WHAT TO PRODUCE: Please keep the images out and set down the data exactly as given.
***** WORKING DATA
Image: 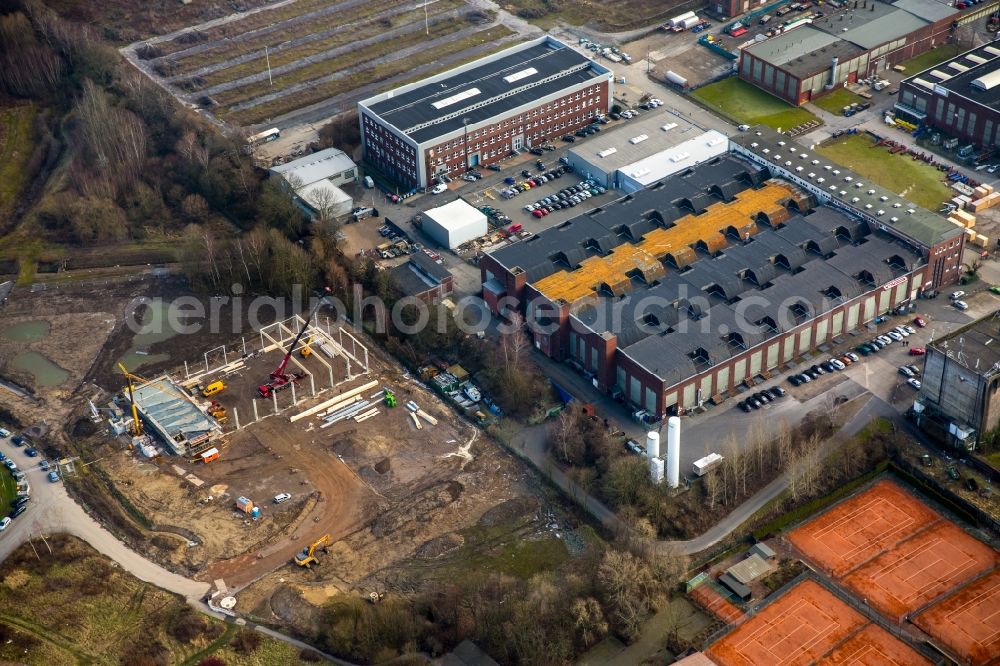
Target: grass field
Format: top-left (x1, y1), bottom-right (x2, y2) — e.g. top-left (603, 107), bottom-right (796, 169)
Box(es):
top-left (225, 27), bottom-right (516, 125)
top-left (0, 535), bottom-right (313, 664)
top-left (213, 16), bottom-right (471, 106)
top-left (195, 0), bottom-right (467, 85)
top-left (0, 468), bottom-right (17, 517)
top-left (500, 0), bottom-right (682, 30)
top-left (692, 77), bottom-right (818, 130)
top-left (812, 88), bottom-right (866, 115)
top-left (0, 104), bottom-right (36, 225)
top-left (815, 134), bottom-right (953, 210)
top-left (898, 44), bottom-right (963, 76)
**********
REPLY:
Image: 
Target: grass field
Format: top-left (x1, y1), bottom-right (x2, y2) — e.g. top-left (603, 107), bottom-right (796, 169)
Box(es):
top-left (225, 27), bottom-right (516, 125)
top-left (0, 535), bottom-right (313, 664)
top-left (213, 16), bottom-right (471, 106)
top-left (195, 0), bottom-right (467, 85)
top-left (0, 468), bottom-right (17, 517)
top-left (500, 0), bottom-right (682, 30)
top-left (692, 77), bottom-right (818, 130)
top-left (812, 88), bottom-right (866, 115)
top-left (0, 104), bottom-right (36, 225)
top-left (815, 134), bottom-right (953, 210)
top-left (898, 44), bottom-right (963, 76)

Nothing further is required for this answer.